Отрывок для чтения
# # #

Средний культурный человек просто не может себе представить, как что-то можно не изучать. Первым шагом к изменению его менталитета явится не то, чтобы он перестал изучать, а то, чтобы изучая, он понимал, что он только изучает и, по существу, он еще – ничто. То, что он делает (как и он сам), есть еще только "изучаемое". Чтобы войти в ситуацию понимания, он должен будет заменить прежние привычные оппозиции новыми, и такая замена есть постоянное условие расширения сферы сознательного опыта, условие постоянной открытости к непредсказуемому сознательному опыту, опыту, который как результат не выводим ни из какого предшествующего сознанию опыта.

# # #

Исходные данные
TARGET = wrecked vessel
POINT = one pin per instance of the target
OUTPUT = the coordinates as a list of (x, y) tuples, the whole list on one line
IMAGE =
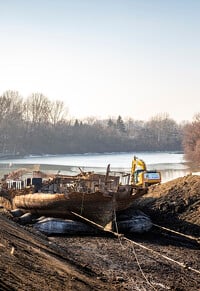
[(96, 197)]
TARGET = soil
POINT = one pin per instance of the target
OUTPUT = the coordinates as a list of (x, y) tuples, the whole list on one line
[(157, 260)]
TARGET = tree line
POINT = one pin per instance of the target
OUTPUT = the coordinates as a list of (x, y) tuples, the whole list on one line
[(37, 125)]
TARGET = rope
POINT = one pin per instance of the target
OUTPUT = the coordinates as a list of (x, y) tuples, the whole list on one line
[(82, 200), (134, 252)]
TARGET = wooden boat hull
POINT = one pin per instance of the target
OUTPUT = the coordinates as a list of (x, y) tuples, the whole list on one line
[(99, 207)]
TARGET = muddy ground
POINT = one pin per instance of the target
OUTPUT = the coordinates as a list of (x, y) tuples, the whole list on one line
[(158, 260)]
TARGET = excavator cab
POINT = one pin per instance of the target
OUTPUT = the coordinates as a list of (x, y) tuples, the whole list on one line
[(140, 176)]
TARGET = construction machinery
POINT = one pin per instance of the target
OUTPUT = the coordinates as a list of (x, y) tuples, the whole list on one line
[(140, 176)]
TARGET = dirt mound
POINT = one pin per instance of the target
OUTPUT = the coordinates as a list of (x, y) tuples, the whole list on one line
[(175, 204)]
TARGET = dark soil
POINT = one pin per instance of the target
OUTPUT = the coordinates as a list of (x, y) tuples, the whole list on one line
[(157, 260)]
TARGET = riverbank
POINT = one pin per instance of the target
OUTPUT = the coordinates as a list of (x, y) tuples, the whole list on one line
[(157, 260)]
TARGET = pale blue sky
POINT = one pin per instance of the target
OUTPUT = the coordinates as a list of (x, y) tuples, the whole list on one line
[(104, 58)]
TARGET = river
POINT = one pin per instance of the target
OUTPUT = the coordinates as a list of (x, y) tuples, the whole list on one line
[(171, 164)]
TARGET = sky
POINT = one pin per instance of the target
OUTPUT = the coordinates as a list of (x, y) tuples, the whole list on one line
[(104, 58)]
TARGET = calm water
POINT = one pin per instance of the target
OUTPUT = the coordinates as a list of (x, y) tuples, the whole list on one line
[(172, 165)]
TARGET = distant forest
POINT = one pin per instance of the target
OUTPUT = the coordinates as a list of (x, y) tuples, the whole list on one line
[(37, 125)]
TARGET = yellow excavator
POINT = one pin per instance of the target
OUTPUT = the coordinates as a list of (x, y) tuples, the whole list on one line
[(140, 176)]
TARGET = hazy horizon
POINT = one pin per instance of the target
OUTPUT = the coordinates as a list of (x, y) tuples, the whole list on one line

# # #

Задание
Ответьте по отрывку об изучении и понимании:
(a) Что не может себе представить средний культурный человек?
(b) Что он должен заменить, чтобы войти в ситуацию понимания, и чем?
(c) Условием чего названа такая замена?
Записи здесь никакой роли не играют.

Решение
(a) Как что-то можно не изучать.
(b) Прежние привычные оппозиции он должен заменить новыми.
(c) Она названа постоянным условием расширения сферы сознательного опыта, а также условием постоянной открытости к непредсказуемому сознательному опыту.